Goal of the exercise »
Reproduce every line of the material below verbatim.

# Data lines start

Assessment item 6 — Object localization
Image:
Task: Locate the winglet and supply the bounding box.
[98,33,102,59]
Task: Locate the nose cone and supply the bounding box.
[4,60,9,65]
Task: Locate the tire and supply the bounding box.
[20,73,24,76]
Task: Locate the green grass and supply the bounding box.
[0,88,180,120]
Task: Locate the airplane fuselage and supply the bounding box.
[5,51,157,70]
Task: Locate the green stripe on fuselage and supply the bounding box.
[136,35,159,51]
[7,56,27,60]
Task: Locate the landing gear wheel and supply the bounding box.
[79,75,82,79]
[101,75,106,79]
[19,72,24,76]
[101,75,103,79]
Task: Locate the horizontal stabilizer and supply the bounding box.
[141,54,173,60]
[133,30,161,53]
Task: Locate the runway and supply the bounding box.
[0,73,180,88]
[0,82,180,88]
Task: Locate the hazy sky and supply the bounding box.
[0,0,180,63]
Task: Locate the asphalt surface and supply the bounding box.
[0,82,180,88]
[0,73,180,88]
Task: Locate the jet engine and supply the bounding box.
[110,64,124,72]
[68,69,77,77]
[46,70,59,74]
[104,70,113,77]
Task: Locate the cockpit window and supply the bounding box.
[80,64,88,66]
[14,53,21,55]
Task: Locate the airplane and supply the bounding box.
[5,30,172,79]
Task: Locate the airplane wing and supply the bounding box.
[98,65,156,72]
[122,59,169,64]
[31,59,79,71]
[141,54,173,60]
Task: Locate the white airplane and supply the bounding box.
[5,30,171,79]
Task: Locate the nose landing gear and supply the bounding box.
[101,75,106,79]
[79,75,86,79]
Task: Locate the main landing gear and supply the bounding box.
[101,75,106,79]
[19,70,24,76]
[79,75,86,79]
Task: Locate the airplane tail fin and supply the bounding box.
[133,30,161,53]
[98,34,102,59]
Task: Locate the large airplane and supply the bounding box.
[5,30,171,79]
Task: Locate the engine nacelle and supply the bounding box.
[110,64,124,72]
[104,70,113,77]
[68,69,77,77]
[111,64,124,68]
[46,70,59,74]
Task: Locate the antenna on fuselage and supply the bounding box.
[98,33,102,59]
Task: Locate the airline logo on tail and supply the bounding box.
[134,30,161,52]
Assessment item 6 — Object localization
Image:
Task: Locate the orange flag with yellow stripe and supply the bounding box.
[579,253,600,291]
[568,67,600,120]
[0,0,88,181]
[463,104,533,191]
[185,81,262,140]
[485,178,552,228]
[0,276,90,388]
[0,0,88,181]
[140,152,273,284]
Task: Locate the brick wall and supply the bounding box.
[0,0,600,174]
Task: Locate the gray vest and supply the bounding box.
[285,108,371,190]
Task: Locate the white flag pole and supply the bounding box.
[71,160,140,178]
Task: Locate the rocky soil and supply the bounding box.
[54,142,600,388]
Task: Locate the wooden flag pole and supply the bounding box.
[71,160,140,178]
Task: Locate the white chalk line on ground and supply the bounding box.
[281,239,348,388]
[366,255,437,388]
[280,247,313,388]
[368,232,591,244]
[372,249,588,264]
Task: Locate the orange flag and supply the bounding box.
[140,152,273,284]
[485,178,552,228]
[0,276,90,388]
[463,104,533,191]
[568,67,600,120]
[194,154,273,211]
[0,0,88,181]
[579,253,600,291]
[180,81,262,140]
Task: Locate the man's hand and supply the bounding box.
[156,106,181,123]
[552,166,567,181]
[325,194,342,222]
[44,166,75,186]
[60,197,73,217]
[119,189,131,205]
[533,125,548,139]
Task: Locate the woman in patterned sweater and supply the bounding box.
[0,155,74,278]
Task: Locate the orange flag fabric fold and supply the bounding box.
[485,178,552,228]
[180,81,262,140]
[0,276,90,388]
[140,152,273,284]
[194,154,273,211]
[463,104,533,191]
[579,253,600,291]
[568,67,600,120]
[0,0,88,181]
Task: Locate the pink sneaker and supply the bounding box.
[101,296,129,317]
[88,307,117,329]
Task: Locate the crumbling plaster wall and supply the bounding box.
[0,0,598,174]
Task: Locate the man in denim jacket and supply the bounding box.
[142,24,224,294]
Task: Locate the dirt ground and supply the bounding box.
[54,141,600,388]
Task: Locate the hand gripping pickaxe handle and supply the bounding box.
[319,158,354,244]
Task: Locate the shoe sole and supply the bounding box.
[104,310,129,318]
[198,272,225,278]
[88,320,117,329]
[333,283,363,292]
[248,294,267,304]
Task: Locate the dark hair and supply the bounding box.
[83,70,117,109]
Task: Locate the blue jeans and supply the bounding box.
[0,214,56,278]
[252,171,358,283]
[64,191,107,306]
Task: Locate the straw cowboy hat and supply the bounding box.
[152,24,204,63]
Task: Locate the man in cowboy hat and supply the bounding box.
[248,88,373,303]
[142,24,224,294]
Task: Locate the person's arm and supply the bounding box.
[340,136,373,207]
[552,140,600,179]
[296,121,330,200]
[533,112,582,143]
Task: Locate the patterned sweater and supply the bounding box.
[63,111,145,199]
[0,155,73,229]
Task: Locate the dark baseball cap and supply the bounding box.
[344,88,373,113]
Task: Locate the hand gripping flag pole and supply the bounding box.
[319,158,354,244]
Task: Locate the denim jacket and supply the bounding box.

# Data lines end

Expected answer »
Assessment item 6 — Object localization
Image:
Task: Locate the winglet and supply the bounding box.
[98,33,102,59]
Task: Locate the nose cone and supply the bounding box.
[4,60,9,65]
Task: Locate the tire and supply the bounding box.
[20,73,24,76]
Task: Locate the green grass and supply the bounding box.
[0,88,180,120]
Task: Locate the airplane fuselage and supply the bounding box.
[5,51,157,70]
Task: Locate the green stripe on fuselage and supply the bounding box.
[136,35,159,51]
[7,56,27,60]
Task: Locate the landing gear wheel and supply the bounding box.
[79,75,82,79]
[101,75,106,79]
[19,72,24,76]
[101,75,103,79]
Task: Locate the horizontal stabilizer and supply the bounding box.
[141,54,173,60]
[133,30,161,53]
Task: Locate the runway and supply the bounding box.
[0,73,180,88]
[0,82,180,88]
Task: Locate the hazy sky and supply the bounding box.
[0,0,180,63]
Task: Locate the asphalt surface and supply the bounding box.
[0,82,180,88]
[0,73,180,88]
Task: Locate the jet engine and supply the bounding box.
[110,64,124,72]
[68,69,77,77]
[46,70,59,74]
[104,70,113,77]
Task: Locate the cockpit window and supply the bounding box.
[80,64,88,66]
[14,53,21,55]
Task: Locate the airplane and supply the bounding box.
[5,30,172,79]
Task: Locate the airplane wing and supply the bounding box.
[98,65,156,72]
[122,59,169,64]
[31,59,79,71]
[141,54,173,60]
Task: Locate the white airplane and supply the bounding box.
[5,30,171,79]
Task: Locate the nose landing gear and supply the bounding box.
[101,75,106,79]
[79,75,86,79]
Task: Locate the main landing gear and supply the bounding box.
[101,75,106,79]
[19,70,24,76]
[79,75,86,79]
Task: Locate the airplane tail fin and supply the bounding box.
[133,30,161,53]
[98,34,102,59]
Task: Locate the large airplane and supply the bounding box.
[5,30,171,79]
Task: Locate the engine nacelle and supply the bounding box.
[110,64,124,72]
[104,70,113,77]
[68,69,77,77]
[111,64,124,68]
[46,70,59,74]
Task: Locate the antenna on fuselage and supply the bounding box.
[98,33,102,59]
Task: Locate the airline logo on tail and supply the bounding box.
[134,30,161,52]
Assessment item 6 — Object localization
Image:
Task: Locate the orange flag with yellow stripe and supply the bounding box.
[579,253,600,291]
[568,67,600,120]
[0,0,88,181]
[463,104,533,191]
[185,81,262,140]
[485,178,552,228]
[0,276,90,388]
[0,0,88,181]
[140,152,273,284]
Task: Locate the brick wall and supply the bounding box.
[0,0,600,174]
Task: Locate the gray vest and supply the bounding box.
[285,108,371,190]
Task: Locate the white flag pole and supply the bounding box.
[71,160,140,178]
Task: Locate the rocky soil and supply the bounding box.
[54,142,600,388]
Task: Locate the wooden flag pole and supply the bounding box.
[71,160,140,178]
Task: Locate the white chalk line on ground and supply the bounding box.
[281,239,348,388]
[366,255,437,388]
[280,247,313,388]
[368,232,591,244]
[372,249,588,264]
Task: Locate the orange flag and supply the bounding box.
[140,152,273,284]
[485,178,552,228]
[0,276,90,388]
[463,104,533,191]
[568,67,600,120]
[194,154,273,211]
[0,0,88,181]
[579,253,600,291]
[180,81,262,140]
Task: Locate the man's hand and supply the bounding box.
[156,106,181,123]
[552,166,567,181]
[325,194,342,222]
[44,166,75,186]
[60,197,73,217]
[119,189,131,205]
[533,125,548,139]
Task: Locate the woman in patterned sweater and supply the bounding box.
[0,155,74,278]
Task: Locate the orange flag fabric fold and supply the bounding box.
[485,178,552,228]
[180,81,262,140]
[0,276,90,388]
[140,152,273,284]
[194,154,273,211]
[463,104,533,191]
[579,253,600,291]
[568,67,600,120]
[0,0,88,181]
Task: Locate the pink sneaker and supply the bounding box.
[101,296,129,317]
[88,307,117,329]
Task: Locate the crumbling plaster wall and supply the bounding box.
[0,0,598,174]
Task: Locate the man in denim jacket and supply the bounding box.
[142,24,224,294]
Task: Locate the dirt ground and supply the bounding box.
[54,141,600,388]
Task: Locate the hand gripping pickaxe handle and supply the bounding box.
[319,158,354,244]
Task: Locate the shoe sole and supply the bounding box.
[104,310,129,318]
[198,272,225,278]
[88,320,117,329]
[333,283,363,292]
[248,294,267,304]
Task: Locate the dark hair and supply the bounding box.
[83,70,117,109]
Task: Locate the blue jeans and supply the bounding box.
[0,214,56,278]
[252,171,358,283]
[64,191,107,306]
Task: Locate the straw cowboy hat and supply the bounding box.
[152,24,204,63]
Task: Locate the man in cowboy hat and supply the bounding box.
[248,88,373,303]
[142,24,224,294]
Task: Locate the person's arm and supply the bounding box.
[340,136,373,207]
[552,140,600,179]
[296,121,330,200]
[533,112,582,143]
Task: Locate the patterned sweater and supply the bounding box.
[63,111,145,199]
[0,155,73,229]
Task: Locate the dark baseball cap and supply the bounding box.
[344,88,373,113]
Task: Locate the hand gripping flag pole and supply the bounding box.
[319,158,354,244]
Task: Locate the denim jacket and supply the bounding box.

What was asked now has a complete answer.